— Set task —
From the first line of the items through the line containing "[335,169,419,185]", write those lines out again with "skyscraper" swapped for "tower" and nothing else altered. Leave the pictures out.

A run of items:
__________________________________________________

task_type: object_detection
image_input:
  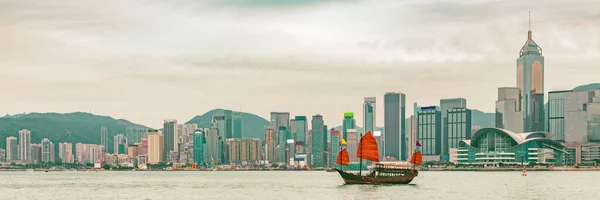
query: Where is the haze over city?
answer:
[0,0,600,127]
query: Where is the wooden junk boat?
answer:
[335,132,422,184]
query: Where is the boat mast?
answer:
[358,134,364,175]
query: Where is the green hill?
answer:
[186,108,270,140]
[0,112,144,151]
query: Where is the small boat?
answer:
[335,132,422,184]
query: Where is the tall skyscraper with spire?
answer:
[517,14,544,132]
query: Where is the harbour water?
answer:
[0,171,600,200]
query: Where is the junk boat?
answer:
[335,132,423,184]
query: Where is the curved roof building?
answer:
[455,128,566,164]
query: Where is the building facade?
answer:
[417,106,443,156]
[383,92,406,160]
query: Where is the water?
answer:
[0,171,600,200]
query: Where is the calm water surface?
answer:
[0,171,600,200]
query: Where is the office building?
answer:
[146,130,166,164]
[6,136,19,162]
[440,98,470,155]
[442,108,472,158]
[233,112,243,138]
[417,106,443,156]
[363,97,377,133]
[308,115,327,167]
[517,23,544,132]
[383,92,406,160]
[193,129,207,166]
[496,87,523,133]
[113,134,127,155]
[342,112,356,139]
[100,126,108,153]
[329,130,342,166]
[125,127,148,145]
[58,142,75,163]
[19,129,32,162]
[546,90,572,142]
[162,119,179,162]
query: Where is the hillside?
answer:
[186,109,270,140]
[0,112,144,152]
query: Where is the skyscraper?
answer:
[517,19,544,132]
[309,114,326,167]
[329,130,342,166]
[146,130,164,164]
[496,87,523,133]
[442,108,472,160]
[19,129,32,162]
[233,112,243,138]
[417,106,443,156]
[440,98,471,159]
[342,112,356,139]
[40,138,54,162]
[193,129,206,165]
[6,136,19,162]
[113,134,128,154]
[406,115,417,160]
[383,92,406,160]
[271,112,290,141]
[162,119,179,162]
[100,126,108,153]
[363,97,381,134]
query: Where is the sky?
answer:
[0,0,600,128]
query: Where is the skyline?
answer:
[0,0,600,128]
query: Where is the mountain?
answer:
[0,112,145,150]
[186,108,270,140]
[573,83,600,92]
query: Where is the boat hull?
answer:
[335,169,419,185]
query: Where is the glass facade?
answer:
[546,91,571,142]
[418,106,443,155]
[442,108,471,155]
[309,115,326,166]
[456,128,567,165]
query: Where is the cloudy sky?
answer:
[0,0,600,127]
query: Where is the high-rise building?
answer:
[363,97,377,133]
[496,87,523,133]
[440,98,467,158]
[233,112,243,138]
[290,116,308,146]
[271,112,290,141]
[125,127,148,145]
[19,129,32,162]
[162,119,179,161]
[113,134,128,154]
[146,130,165,164]
[383,92,406,160]
[193,129,207,166]
[100,126,108,153]
[30,143,42,164]
[40,138,54,162]
[406,115,417,160]
[442,108,472,160]
[342,112,356,139]
[517,22,544,132]
[308,115,327,167]
[329,130,342,166]
[546,90,573,142]
[6,136,19,162]
[58,142,74,163]
[417,106,443,156]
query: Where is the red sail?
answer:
[356,132,379,162]
[410,151,423,165]
[335,149,350,166]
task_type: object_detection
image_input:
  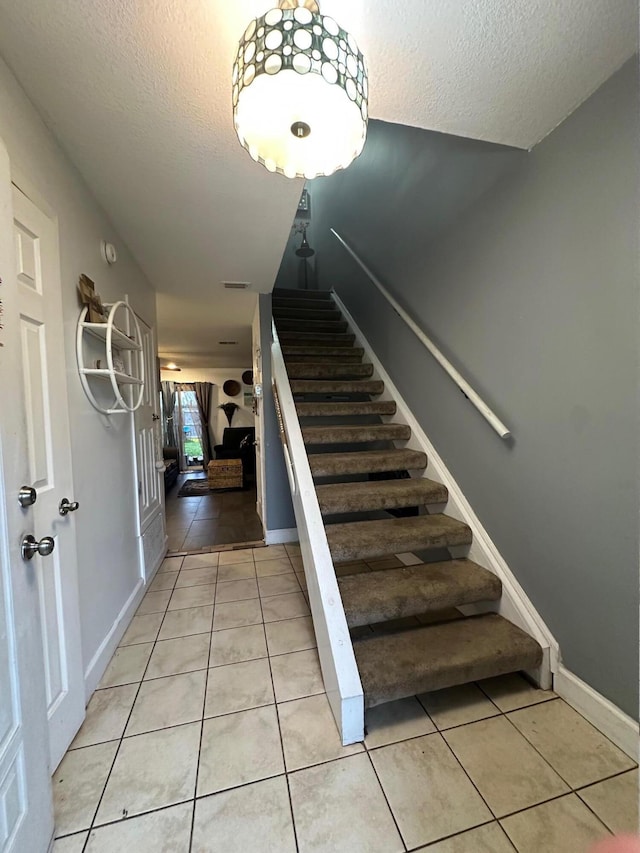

__________________________________________________

— Written answer —
task_type: object_detection
image_input:
query: Where is the haze over city?
answer:
[0,0,600,127]
query: Where is the wooden junk boat?
answer:
[335,132,422,184]
query: Where is the boat mast?
answer:
[358,134,364,175]
query: Where is the green hill?
answer:
[186,108,270,140]
[0,112,144,151]
query: Where is the small boat?
answer:
[335,132,422,184]
query: Where is the tall tower with spire?
answer:
[517,14,544,132]
query: Where is the harbour water?
answer:
[0,171,600,200]
query: Where is the junk boat?
answer:
[335,132,423,184]
query: Where is the curved roof building?
answer:
[455,128,566,164]
query: Where is the building facade?
answer:
[417,106,443,156]
[383,92,406,160]
query: Where is the water?
answer:
[0,171,600,200]
query: Where is the calm water surface?
answer:
[0,171,600,200]
query: Where is the office building?
answer:
[146,130,166,164]
[6,136,19,162]
[440,98,470,155]
[442,108,472,158]
[233,112,243,138]
[417,106,443,156]
[363,97,377,133]
[308,115,327,167]
[517,23,544,132]
[383,92,406,160]
[193,129,207,166]
[496,87,523,133]
[113,134,127,155]
[342,112,356,139]
[100,126,108,153]
[329,130,342,166]
[125,127,148,145]
[58,142,75,163]
[19,129,32,162]
[546,90,572,142]
[162,119,179,162]
query: Where is the hillside?
answer:
[186,109,270,140]
[0,112,144,152]
query: Where is the tower?
answer:
[517,19,544,132]
[309,114,326,167]
[329,130,342,166]
[146,130,164,164]
[496,87,523,133]
[442,108,472,160]
[19,129,32,162]
[233,112,243,138]
[417,106,443,156]
[440,98,471,159]
[342,112,356,139]
[40,138,54,162]
[193,129,206,165]
[6,136,19,162]
[113,134,128,154]
[406,115,417,160]
[383,92,406,160]
[271,112,290,141]
[162,119,179,162]
[100,126,108,153]
[363,97,381,134]
query: Where is the sky?
answer:
[0,0,600,128]
query: Where is the skyline?
answer:
[0,0,600,128]
query: Where is the mountain?
answer:
[0,112,145,150]
[186,108,270,140]
[573,83,600,92]
query: Where is the boat hull?
answer:
[335,169,419,185]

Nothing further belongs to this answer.